== Short problem ==
Pick out and copy each line in the records below that contains the word "dark". Match case exactly.

== The data ==
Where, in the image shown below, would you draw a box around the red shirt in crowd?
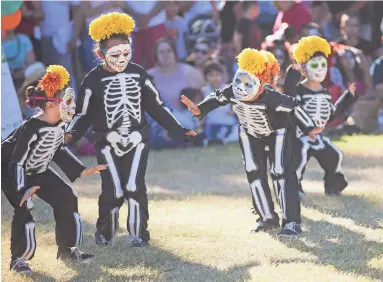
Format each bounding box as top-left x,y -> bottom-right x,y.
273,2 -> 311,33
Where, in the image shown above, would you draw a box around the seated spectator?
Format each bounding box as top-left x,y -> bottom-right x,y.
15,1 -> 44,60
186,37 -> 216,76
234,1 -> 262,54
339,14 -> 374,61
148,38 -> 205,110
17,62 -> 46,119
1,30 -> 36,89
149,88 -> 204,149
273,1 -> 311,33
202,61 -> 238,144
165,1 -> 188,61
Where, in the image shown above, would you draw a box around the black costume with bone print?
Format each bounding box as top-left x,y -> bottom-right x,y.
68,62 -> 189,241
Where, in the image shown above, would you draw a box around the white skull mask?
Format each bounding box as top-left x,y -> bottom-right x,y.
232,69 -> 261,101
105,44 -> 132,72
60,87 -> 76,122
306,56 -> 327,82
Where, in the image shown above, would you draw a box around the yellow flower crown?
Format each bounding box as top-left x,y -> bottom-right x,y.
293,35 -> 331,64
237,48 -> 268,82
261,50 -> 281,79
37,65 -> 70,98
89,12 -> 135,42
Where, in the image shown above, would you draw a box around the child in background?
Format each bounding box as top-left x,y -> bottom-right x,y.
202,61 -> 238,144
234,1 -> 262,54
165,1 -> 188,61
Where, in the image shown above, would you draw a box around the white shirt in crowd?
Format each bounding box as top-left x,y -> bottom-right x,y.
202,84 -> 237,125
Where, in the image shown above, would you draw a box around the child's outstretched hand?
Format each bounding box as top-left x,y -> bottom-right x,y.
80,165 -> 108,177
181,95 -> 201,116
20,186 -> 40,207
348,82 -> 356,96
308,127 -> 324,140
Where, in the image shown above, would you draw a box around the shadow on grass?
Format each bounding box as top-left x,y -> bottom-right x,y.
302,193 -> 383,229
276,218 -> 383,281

* * *

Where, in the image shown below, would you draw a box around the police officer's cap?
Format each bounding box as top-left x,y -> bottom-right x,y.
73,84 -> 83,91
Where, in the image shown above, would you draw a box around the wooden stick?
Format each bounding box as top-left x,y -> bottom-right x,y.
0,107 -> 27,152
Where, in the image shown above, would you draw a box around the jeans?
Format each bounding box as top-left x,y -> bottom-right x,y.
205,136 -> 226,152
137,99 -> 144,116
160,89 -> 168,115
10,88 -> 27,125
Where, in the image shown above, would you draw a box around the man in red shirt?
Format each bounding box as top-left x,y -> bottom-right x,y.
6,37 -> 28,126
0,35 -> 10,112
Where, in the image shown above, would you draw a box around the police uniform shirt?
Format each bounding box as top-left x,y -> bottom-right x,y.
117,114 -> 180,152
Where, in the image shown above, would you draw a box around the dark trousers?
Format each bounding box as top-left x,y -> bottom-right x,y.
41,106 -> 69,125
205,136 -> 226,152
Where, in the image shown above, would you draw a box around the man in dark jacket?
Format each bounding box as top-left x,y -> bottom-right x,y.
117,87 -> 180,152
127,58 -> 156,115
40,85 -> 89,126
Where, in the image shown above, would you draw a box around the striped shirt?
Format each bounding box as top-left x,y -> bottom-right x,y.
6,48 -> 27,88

...

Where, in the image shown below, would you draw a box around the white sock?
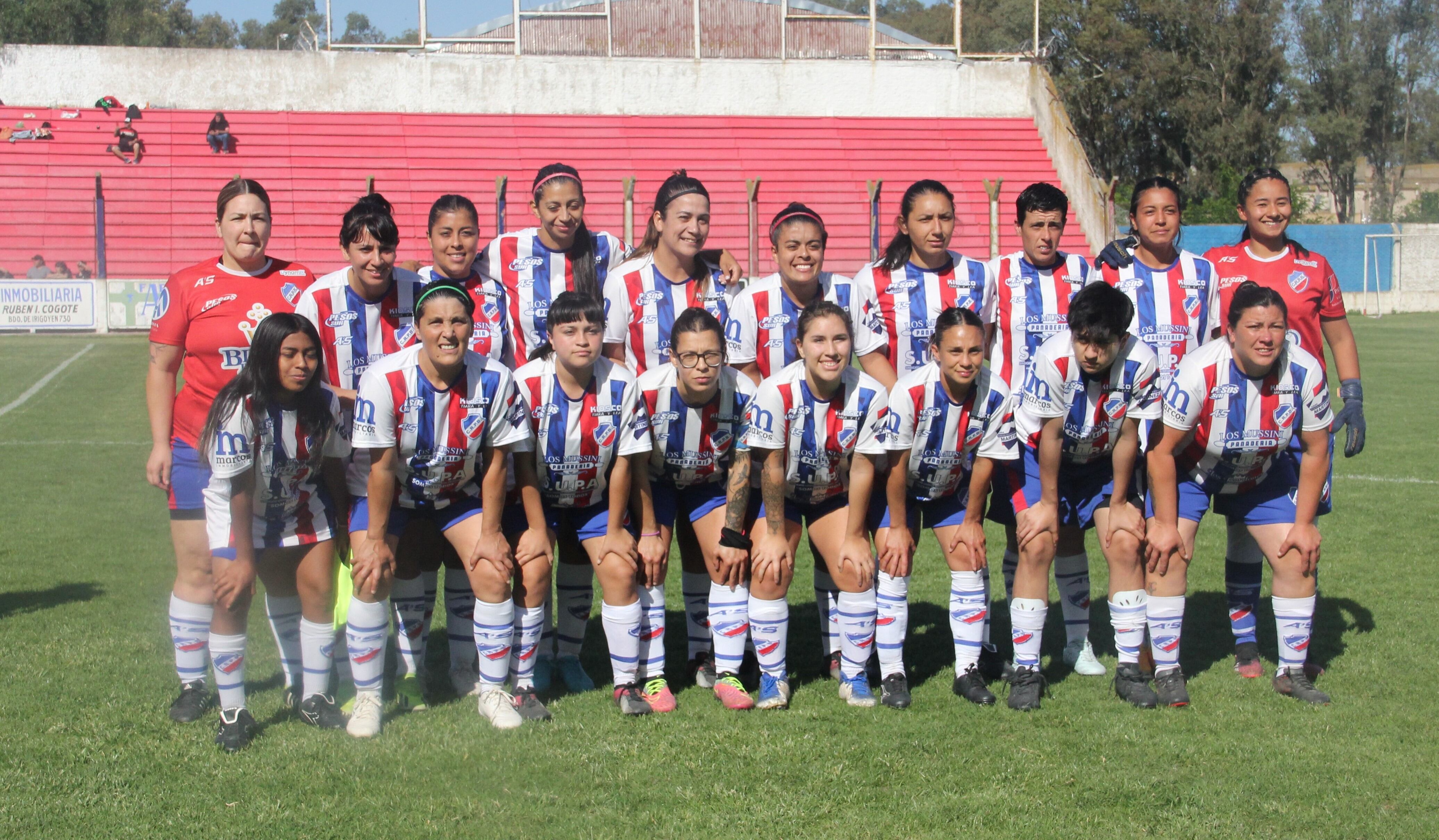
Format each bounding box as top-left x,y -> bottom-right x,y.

== Written solution ==
Where, in the image shown above, would you draw a box around the dark trousers?
Where, in the image shown above, would you draw a box around the man in dark jacket?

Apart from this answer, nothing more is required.